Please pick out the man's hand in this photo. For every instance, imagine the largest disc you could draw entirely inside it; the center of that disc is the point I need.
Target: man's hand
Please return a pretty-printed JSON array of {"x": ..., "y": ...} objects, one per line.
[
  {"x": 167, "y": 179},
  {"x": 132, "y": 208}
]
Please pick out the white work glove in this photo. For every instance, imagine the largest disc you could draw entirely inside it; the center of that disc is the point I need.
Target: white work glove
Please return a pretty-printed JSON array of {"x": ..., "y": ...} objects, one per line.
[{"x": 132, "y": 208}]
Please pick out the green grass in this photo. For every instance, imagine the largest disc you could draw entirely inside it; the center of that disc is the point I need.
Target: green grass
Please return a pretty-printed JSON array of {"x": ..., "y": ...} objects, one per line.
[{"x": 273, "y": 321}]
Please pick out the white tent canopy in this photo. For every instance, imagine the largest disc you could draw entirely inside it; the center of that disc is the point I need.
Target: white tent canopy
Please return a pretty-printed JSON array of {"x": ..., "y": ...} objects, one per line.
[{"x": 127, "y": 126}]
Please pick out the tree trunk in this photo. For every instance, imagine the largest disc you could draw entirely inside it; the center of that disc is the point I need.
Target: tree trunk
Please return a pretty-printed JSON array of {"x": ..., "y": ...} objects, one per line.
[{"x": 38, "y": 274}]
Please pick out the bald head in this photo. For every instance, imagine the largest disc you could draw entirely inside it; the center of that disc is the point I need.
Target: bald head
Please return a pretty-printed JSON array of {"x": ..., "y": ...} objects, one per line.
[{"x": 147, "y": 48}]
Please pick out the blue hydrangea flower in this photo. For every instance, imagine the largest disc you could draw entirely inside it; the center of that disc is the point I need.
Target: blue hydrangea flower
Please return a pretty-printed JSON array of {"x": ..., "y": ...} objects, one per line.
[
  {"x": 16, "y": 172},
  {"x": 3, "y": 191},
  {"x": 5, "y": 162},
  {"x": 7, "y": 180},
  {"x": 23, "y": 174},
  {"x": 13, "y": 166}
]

|---|

# Given instruction:
Print every line of the listing above again without any changes.

# Solution to the problem:
Please pick out the man's hand in this photo. For every instance, imagine the largest disc you could draw entirely inside it; the center of that disc is the point I need.
Target: man's hand
Please return a pretty-printed JSON array of {"x": ..., "y": ...} objects, one per line.
[
  {"x": 167, "y": 179},
  {"x": 132, "y": 208}
]
Please pick out the white work glove in this photo. For every instance, imagine the largest disc you could draw entirely inside it; the center of that disc is the point I need.
Target: white work glove
Please return a pretty-printed JSON array of {"x": ..., "y": ...} objects, one per line.
[{"x": 132, "y": 208}]
Please pick out the green grass in this photo. For every instance, imagine the largest disc you could draw entirely inside it; the center of that disc is the point I need.
Target: green grass
Please return a pretty-printed JSON array of {"x": ..., "y": ...} objects, one per line.
[{"x": 273, "y": 321}]
Please pick out the white tent canopy in this photo. For every instance, imagine the largest disc you could draw entirely inside it; the center of that disc is the point I need.
Target: white tent canopy
Please return a pretty-printed JSON array of {"x": ..., "y": ...} objects, one per line.
[{"x": 127, "y": 126}]
Please pick out the tree trunk in this photo. For every instance, imagine the largest disc you could draw entirely inside it; the center of that disc is the point I need.
Target: tree trunk
Please return a pretty-printed JSON array of {"x": ..., "y": ...} objects, one per line.
[{"x": 38, "y": 274}]
Please pick out the bald head in this photo. For every instance, imagine the largest disc you could draw entirely inside it; the center of that disc is the point I need.
Target: bald head
Please return a pretty-printed JSON array of {"x": ..., "y": ...} objects, one per line.
[{"x": 147, "y": 48}]
Please pick out the blue hydrangea flower in this photo. For every instance, imagine the largest disc you could draw entirely inside it; the center of that disc is the point I need.
Target: blue hydrangea flower
Please return a pretty-printed JSON array of {"x": ..., "y": ...} objects, one per line.
[
  {"x": 16, "y": 172},
  {"x": 3, "y": 191},
  {"x": 5, "y": 162},
  {"x": 7, "y": 180},
  {"x": 23, "y": 174},
  {"x": 13, "y": 166}
]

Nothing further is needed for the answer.